++++ RECORDS PROVIDED ++++

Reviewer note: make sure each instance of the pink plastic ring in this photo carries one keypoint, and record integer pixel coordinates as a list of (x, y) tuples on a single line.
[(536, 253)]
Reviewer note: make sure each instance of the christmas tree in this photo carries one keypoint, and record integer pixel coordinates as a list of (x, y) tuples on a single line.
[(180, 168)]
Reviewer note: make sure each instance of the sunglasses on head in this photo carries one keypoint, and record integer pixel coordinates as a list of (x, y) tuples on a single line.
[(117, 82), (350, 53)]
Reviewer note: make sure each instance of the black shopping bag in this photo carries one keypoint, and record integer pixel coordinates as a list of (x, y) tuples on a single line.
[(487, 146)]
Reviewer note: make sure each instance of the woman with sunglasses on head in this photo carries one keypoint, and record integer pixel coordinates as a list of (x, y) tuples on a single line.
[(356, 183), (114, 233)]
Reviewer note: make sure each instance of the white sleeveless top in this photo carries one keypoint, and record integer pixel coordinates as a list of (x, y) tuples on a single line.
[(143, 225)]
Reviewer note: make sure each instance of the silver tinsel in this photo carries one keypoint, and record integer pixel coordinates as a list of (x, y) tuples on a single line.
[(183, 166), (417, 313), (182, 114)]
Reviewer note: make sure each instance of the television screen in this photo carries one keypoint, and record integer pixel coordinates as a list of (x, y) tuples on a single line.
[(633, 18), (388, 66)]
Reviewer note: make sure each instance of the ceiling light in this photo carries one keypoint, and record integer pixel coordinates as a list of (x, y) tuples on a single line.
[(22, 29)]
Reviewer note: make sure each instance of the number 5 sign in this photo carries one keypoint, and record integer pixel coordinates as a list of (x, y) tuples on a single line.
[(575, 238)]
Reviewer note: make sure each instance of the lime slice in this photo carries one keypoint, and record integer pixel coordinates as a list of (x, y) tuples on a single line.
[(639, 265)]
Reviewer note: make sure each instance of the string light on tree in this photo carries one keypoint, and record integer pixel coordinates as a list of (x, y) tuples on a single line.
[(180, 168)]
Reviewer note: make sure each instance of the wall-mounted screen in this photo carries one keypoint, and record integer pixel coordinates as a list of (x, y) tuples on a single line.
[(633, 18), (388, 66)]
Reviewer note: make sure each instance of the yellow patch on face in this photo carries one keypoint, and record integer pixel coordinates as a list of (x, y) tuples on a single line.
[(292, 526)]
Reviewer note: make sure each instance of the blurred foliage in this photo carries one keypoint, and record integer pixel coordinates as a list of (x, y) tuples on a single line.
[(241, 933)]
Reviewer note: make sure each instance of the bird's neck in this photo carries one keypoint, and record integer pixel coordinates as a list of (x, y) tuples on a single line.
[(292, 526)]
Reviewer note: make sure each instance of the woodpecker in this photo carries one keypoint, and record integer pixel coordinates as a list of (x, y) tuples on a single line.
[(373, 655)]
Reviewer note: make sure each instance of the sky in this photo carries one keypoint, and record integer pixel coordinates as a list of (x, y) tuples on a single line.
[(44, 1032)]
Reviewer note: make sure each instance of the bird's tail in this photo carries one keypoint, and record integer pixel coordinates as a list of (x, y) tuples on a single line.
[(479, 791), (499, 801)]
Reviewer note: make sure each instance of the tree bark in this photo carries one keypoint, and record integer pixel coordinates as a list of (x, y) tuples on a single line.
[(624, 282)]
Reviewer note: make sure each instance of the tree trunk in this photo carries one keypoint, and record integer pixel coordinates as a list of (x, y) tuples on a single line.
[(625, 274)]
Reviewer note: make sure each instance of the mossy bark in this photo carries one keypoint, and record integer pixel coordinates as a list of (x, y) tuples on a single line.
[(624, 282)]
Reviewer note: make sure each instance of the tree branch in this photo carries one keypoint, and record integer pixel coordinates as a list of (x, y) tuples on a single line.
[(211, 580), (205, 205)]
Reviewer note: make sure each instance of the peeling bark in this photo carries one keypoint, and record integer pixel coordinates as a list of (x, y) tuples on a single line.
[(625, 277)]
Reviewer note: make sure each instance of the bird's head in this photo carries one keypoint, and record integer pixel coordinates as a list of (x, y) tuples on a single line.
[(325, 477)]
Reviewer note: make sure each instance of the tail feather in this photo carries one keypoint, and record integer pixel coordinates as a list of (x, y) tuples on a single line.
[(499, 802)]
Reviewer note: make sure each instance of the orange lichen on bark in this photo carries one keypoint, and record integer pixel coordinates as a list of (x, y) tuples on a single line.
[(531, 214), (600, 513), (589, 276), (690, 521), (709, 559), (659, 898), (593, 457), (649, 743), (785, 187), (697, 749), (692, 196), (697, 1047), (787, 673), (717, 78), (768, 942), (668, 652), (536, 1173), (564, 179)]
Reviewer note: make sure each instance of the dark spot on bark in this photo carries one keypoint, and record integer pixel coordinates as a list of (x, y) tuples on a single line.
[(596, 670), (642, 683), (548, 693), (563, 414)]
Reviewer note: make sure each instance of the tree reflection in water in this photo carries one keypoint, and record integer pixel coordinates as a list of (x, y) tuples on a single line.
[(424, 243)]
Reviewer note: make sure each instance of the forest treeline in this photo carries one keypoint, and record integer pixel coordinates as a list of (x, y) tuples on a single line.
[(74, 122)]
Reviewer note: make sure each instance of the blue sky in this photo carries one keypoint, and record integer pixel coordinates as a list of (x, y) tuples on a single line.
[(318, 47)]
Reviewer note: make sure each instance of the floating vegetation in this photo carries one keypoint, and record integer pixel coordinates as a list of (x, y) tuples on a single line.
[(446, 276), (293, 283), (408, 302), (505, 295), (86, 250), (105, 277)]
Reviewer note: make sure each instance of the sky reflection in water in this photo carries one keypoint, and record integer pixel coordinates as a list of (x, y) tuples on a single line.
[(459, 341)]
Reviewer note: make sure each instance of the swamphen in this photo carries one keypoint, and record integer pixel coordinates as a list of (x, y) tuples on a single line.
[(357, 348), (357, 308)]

++++

Rewrite the lines of the listing that start at the line containing "Reviewer note: make sure each instance of the lime" and end after the line containing "[(44, 1032)]", replacing every "keypoint" with "marker" and leaving everything else unchanged.

Reviewer note: make sure each instance of the lime slice in this photo carries one marker, and record integer pixel coordinates as a list of (x, y) tuples on a single line.
[(639, 265)]
Reviewer note: make sure each instance of the string light on tree in this photo carries one marker, and record integer pixel coordinates as a list of (x, y) tuples on a single line.
[(180, 168)]
Reviewer note: make sure each instance of the wall-mounted screen in this photo carries one marker, and record integer pixel coordinates as a list of (x, y) tuples on a single line.
[(633, 18), (388, 66)]
Reviewer note: make sure each instance of the yellow patch on face in this photo carries one marker, and record integer pixel coordinates as a list of (x, y) tuples on a single line.
[(292, 526)]
Reviewer note: make sure each instance of the blurred foliage in this photo carries one marker, and record integer pixel coordinates as a list of (x, y) tuples on a single line.
[(241, 933)]
Reviewer note: make sure each instance of the bird's neck in this photo carries one marker, and record integer pixel coordinates as a list of (x, y) tuples on a single line.
[(292, 526)]
Reviewer note: make sure each instance of the woodpecker in this photo carries one marker, and record integer pixel coordinates as a list of (x, y) tuples on a single line.
[(373, 655)]
Reviewer note: make sure each instance of the sky in this photo carries one marker, and record integer pixel coordinates as a list of (x, y) tuples on a single line.
[(44, 1032)]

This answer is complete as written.